Ejercicio breve A ▸
Enumera todas las formas con que el texto sobre los ángeles nombra a Cristo.
Ejercicio breve B ▸
Transcribe, por favor, el texto sobre los ángeles entre "El Imperio de" y "consultas de nigromantes.", ambos incluidos.

Texto para leer ▸
* * * * * * *

Saber de su existencia es un don del Cielo, que nos permite conocer su presencia constante en la liturgia, y confiar en la asignación de un protector escogido y único para cada ser humano
Museo del Prado. Dominio público |
Una religiosa, superiora en un convento de clausura, me dio
a conocer el doble significado de la lamparita que parpadea y acompaña
los sagrarios del mundo en los que se mantiene guardado a Nuestro
Señor sacramentado. Por un lado, es un faro que viene a indicar que Jesucristo se
encuentra –bajo la especie del pan– en el interior de esa cárcel voluntaria de
amor que es el tabernáculo (basta que la luz esté apagada para que sepamos que
no contiene al Rey de Reyes). Por el otro, el brillo trémulo –muchas veces rojo
como la sangre, a causa de su envoltorio en una tulipa de cristal de ese mismo
color– representa las miríadas de ángeles que acompañan a Jesús en
esa presencia misteriosa. Dichos ángeles no logran superar el estupor al que se
refería San Pedro Crisólogo, al considerar que las magnalia
Dei (las maravillas de Dios a favor de los hombres) superan con creces
la inabarcable capacidad de entendimiento de los espíritus puros.
El Imperio de la Razón que devino de la Revolución Francesa (impositora
del primer pensamiento woke) caricaturizó la existencia de los
ángeles, entre los muchísimos desprecios que manifestó hacia el contenido
de la fe católica, y los discursos de sus ideólogos cautivaron a no pocos
fieles, que renegaron de la angelología al convertirla en una
patraña azucarada para niños, recurso destinado a las viejas beatas que solo
saben suspirar y poner los ojos en blanco, motivo de chascarrillos de
sacristía, de una producción seriada de inútiles bebés cabezones que se añaden a
las pinturas y a las esculturas de orden piadoso, rellenos alados para las
calles de los retablos y para los mausoleos de las familias adineradas,
elemento esotérico en las consultas de nigromantes.

* * * * * * *

Extractos del listado ▸
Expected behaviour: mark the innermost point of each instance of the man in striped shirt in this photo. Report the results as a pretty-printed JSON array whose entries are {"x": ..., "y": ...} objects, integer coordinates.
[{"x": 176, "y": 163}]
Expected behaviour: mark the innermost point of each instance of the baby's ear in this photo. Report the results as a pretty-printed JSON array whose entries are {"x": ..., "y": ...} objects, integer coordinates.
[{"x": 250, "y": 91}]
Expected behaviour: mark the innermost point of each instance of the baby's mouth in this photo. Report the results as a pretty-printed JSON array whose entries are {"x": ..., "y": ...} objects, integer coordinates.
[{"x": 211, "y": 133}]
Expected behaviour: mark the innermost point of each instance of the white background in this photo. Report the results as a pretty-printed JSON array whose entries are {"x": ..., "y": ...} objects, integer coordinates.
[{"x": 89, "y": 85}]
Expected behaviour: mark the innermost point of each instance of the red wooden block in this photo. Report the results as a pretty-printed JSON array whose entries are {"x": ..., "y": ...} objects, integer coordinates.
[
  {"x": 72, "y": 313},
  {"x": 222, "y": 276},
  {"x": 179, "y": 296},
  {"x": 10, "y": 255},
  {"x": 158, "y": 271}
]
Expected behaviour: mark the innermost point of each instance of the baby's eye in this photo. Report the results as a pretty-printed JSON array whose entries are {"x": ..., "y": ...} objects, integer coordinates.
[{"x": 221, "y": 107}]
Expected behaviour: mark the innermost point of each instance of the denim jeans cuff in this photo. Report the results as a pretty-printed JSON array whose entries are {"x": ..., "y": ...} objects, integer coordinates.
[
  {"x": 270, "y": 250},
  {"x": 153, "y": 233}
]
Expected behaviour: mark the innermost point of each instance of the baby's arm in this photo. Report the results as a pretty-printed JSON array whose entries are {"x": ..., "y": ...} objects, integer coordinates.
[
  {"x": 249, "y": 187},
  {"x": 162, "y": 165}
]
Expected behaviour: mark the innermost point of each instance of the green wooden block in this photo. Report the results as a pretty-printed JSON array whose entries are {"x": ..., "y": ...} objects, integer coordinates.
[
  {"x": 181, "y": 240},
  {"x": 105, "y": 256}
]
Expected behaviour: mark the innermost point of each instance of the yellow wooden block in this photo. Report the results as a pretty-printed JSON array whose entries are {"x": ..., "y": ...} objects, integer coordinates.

* * * * * * *

Solución desarrollada A ▸
Nuestro Señor sacramentado
Jesucristo
Rey de Reyes
Jesús

Solución desarrollada B ▸
El Imperio de la Razón que devino de la Revolución Francesa (impositora
del primer pensamiento woke) caricaturizó la existencia de los
ángeles, entre los muchísimos desprecios que manifestó hacia el contenido
de la fe católica, y los discursos de sus ideólogos cautivaron a no pocos
fieles, que renegaron de la angelología al convertirla en una
patraña azucarada para niños, recurso destinado a las viejas beatas que solo
saben suspirar y poner los ojos en blanco, motivo de chascarrillos de
sacristía, de una producción seriada de inútiles bebés cabezones que se añaden a
las pinturas y a las esculturas de orden piadoso, rellenos alados para las
calles de los retablos y para los mausoleos de las familias adineradas,
elemento esotérico en las consultas de nigromantes.